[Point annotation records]
— Start —

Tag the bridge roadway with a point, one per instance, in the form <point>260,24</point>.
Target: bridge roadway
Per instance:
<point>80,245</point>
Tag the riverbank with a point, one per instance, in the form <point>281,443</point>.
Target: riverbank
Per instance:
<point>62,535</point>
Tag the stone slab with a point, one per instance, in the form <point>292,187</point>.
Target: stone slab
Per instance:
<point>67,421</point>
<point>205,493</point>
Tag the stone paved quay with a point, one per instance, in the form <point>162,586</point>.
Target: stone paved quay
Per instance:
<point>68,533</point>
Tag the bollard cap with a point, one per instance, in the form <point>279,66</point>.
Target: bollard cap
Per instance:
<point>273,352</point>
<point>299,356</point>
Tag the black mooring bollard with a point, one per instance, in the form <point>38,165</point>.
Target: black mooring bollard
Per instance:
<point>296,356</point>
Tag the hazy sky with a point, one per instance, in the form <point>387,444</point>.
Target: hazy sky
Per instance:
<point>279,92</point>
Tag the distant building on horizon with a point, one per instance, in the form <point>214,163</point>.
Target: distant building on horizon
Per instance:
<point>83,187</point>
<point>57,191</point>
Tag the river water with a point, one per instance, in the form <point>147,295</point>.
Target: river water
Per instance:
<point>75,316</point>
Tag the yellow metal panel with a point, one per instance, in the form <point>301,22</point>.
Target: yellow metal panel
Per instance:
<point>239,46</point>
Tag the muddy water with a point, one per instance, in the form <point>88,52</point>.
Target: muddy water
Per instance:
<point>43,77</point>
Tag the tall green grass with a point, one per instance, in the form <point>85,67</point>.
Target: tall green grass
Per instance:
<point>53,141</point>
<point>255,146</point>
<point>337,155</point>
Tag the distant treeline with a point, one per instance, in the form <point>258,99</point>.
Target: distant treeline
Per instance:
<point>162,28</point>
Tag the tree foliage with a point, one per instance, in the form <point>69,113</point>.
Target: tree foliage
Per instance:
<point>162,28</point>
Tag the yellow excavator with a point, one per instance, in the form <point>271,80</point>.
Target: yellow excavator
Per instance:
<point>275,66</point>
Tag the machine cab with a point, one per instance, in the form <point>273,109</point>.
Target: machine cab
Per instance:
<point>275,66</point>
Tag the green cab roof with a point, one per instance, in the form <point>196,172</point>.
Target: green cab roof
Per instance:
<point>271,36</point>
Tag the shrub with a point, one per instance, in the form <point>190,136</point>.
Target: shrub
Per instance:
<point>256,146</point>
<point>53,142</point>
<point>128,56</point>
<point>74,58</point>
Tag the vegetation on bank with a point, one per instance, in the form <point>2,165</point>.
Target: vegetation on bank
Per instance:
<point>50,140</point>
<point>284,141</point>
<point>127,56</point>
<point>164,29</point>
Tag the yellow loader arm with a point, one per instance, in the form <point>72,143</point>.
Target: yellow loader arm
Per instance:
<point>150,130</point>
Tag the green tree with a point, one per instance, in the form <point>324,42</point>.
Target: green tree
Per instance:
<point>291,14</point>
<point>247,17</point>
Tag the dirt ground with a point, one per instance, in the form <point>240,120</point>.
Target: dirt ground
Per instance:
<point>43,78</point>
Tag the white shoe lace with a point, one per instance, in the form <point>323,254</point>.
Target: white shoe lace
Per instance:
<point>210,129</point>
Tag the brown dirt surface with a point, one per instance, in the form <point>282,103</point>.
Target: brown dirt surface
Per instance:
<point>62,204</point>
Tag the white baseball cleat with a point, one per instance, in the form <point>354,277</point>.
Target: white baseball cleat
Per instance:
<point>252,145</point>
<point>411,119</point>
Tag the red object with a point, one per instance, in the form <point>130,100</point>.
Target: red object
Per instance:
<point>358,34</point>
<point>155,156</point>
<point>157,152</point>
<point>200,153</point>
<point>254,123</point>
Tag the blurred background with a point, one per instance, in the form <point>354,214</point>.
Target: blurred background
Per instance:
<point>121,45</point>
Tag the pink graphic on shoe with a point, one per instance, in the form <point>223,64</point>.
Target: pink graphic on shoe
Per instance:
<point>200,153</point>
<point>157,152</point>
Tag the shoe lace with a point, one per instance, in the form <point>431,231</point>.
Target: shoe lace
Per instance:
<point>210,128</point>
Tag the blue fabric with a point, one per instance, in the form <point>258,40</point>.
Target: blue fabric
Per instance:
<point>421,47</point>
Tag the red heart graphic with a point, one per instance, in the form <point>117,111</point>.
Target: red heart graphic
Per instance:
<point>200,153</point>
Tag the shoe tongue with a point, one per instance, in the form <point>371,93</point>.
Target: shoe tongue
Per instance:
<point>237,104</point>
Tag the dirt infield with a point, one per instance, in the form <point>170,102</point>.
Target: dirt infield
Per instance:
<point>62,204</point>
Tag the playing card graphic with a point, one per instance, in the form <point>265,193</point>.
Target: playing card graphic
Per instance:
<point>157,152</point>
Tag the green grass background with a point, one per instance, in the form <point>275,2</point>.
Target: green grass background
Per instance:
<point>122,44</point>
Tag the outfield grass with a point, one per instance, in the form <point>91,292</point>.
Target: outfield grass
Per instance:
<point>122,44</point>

— End —

▶ _Problem to work on_
Retype every one of the records above word for word, keeping each line as it appears.

▶ _Response to the exercise_
Tag the bridge roadway with a point, one per instance, in the form <point>260,24</point>.
Target: bridge roadway
Per instance:
<point>80,245</point>
Tag the riverbank with a point, one per instance, in the form <point>281,443</point>.
Target: riverbank
Per instance:
<point>62,535</point>
Tag the stone slab with a point, one per instance, in the form <point>292,187</point>.
Target: stone slab
Per instance:
<point>67,421</point>
<point>205,493</point>
Tag the stone paved quay with a point, one per instance, in the form <point>162,586</point>.
Target: stone paved quay
Per instance:
<point>68,533</point>
Tag the bollard cap with a point, one per instance, in the form <point>279,66</point>.
Target: bollard cap
Per instance:
<point>273,352</point>
<point>299,356</point>
Tag the black mooring bollard with a point, one per instance, in the form <point>38,165</point>.
Target: black mooring bollard
Per instance:
<point>296,356</point>
Tag the hazy sky with a point, one per instance, in the form <point>387,444</point>.
Target: hazy sky
Per instance:
<point>279,92</point>
Tag the distant building on horizon with a point, one per instance, in the form <point>214,163</point>.
Target: distant building on horizon
Per instance:
<point>83,187</point>
<point>57,191</point>
Tag the river water with a point, one per instance, in the form <point>147,295</point>.
Target: river water
Per instance:
<point>75,316</point>
Tag the yellow metal panel with a point, one per instance, in the form <point>301,22</point>.
Target: yellow metal panel
Per instance:
<point>239,46</point>
Tag the muddy water with a point, one per instance, in the form <point>88,52</point>.
Target: muddy water
Per instance:
<point>43,77</point>
Tag the tall green grass with a point, one per instance, in the form <point>85,67</point>.
Target: tall green grass
Per instance:
<point>53,141</point>
<point>255,146</point>
<point>337,155</point>
Tag the distant treeline with a point, one per instance, in the form <point>258,99</point>.
Target: distant treeline
Per instance:
<point>162,28</point>
Tag the tree foliage with a point, one per instance, in the form <point>69,113</point>.
Target: tree foliage
Per instance:
<point>162,28</point>
Tag the yellow excavator with a point, one per instance, in the form <point>271,80</point>.
Target: yellow excavator
Per instance:
<point>275,66</point>
Tag the machine cab with a point, one per instance, in the form <point>273,109</point>.
Target: machine cab
Per instance:
<point>275,66</point>
Tag the green cab roof with a point, one per instance, in the form <point>196,172</point>.
Target: green cab roof
Per instance:
<point>271,36</point>
Tag the shrub with a point, one per instance, in the form <point>190,136</point>.
Target: shrub
Per instance:
<point>256,146</point>
<point>53,142</point>
<point>128,56</point>
<point>74,58</point>
Tag the vegetation on bank with a point, one per instance, in the form <point>2,165</point>.
Target: vegetation on bank
Per instance:
<point>50,140</point>
<point>284,141</point>
<point>127,56</point>
<point>164,29</point>
Tag the yellow loader arm with a point, one per instance, in the form <point>72,143</point>.
Target: yellow loader arm
Per instance:
<point>150,130</point>
Tag the green tree with a point, one per instance, in the form <point>324,42</point>.
Target: green tree
Per instance:
<point>291,14</point>
<point>247,17</point>
Tag the dirt ground with a point, one per instance, in the form <point>240,120</point>.
Target: dirt ground
Per instance:
<point>43,78</point>
Tag the white shoe lace with a point, one per instance, in the form <point>323,254</point>.
Target: white shoe lace
Per instance:
<point>210,129</point>
Tag the brown dirt surface with a point, one per instance, in the form <point>282,103</point>.
Target: brown dirt surface
Per instance:
<point>62,204</point>
Tag the white baseball cleat with a point, one per instance, in the form <point>354,277</point>.
Target: white baseball cleat
Per instance:
<point>252,145</point>
<point>411,119</point>
Tag the red object with a point, one per instance, in the form <point>130,100</point>.
Target: red object
Per instance:
<point>358,34</point>
<point>155,156</point>
<point>157,152</point>
<point>200,153</point>
<point>254,123</point>
Tag the blurred background with a point, one per instance, in the form <point>354,214</point>.
Target: blurred background
Per instance:
<point>121,45</point>
Tag the pink graphic on shoe with a point, one per instance, in the form <point>223,64</point>.
Target: pink graphic on shoe
Per instance:
<point>200,153</point>
<point>157,152</point>
Tag the shoe lace with a point, one per instance, in the form <point>431,231</point>.
Target: shoe lace
Per instance:
<point>210,128</point>
Tag the blue fabric with a point, one per instance, in the form <point>258,40</point>.
Target: blue fabric
Per instance:
<point>421,47</point>
Tag the red heart graphic with a point, one per instance, in the form <point>117,111</point>.
Target: red heart graphic
Per instance:
<point>200,153</point>
Tag the shoe tongue with a point, one per instance, in the form <point>371,93</point>.
Target: shoe tongue
Per instance:
<point>237,104</point>
Tag the dirt infield with a point, one per instance, in the form <point>170,102</point>.
Target: dirt infield
Per instance:
<point>62,204</point>
Tag the playing card graphic with a point, one per instance, in the form <point>265,193</point>.
Target: playing card graphic
Per instance:
<point>157,152</point>
Tag the green grass background with a point, one per instance, in the form <point>275,2</point>.
Target: green grass background
Per instance:
<point>122,44</point>
Tag the outfield grass with a point, one per instance, in the form <point>91,292</point>.
Target: outfield grass
Per instance:
<point>122,44</point>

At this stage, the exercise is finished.